[Begin Input records]
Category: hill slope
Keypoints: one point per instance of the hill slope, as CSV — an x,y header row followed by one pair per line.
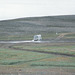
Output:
x,y
27,27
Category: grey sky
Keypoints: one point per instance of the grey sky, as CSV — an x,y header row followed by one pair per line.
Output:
x,y
28,8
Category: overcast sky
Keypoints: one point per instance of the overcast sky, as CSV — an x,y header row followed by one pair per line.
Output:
x,y
10,9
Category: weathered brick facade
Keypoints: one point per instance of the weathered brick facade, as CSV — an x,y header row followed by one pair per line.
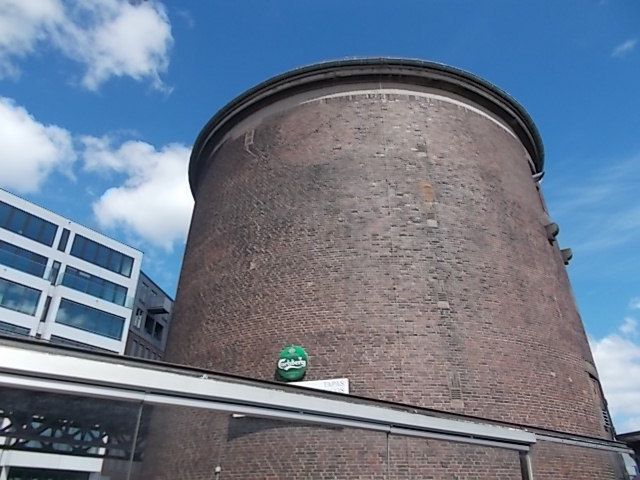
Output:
[End Input records]
■ Short task
Copy every entry above word for word, leaving out the pictures.

■ Task solution
Category: hill slope
Keypoints: one point per instance of the hill slope, as CSV — an x,y header row followed by one pair per line.
Output:
x,y
27,27
Category: grey sky
Keypoints: one point per instance of the grey sky, as CSV — an x,y header row followed by one pair per line.
Output:
x,y
28,8
Category: overcast sky
Keypoints: one point per instance of the overcast sky, as CSV — an x,y header row followed by one pair per line.
Output:
x,y
10,9
Category: weathered brick facade
Keypoints: one point per instance of the weathered brick facade, as CSV — an x,y header row followed by one pair per line.
Output:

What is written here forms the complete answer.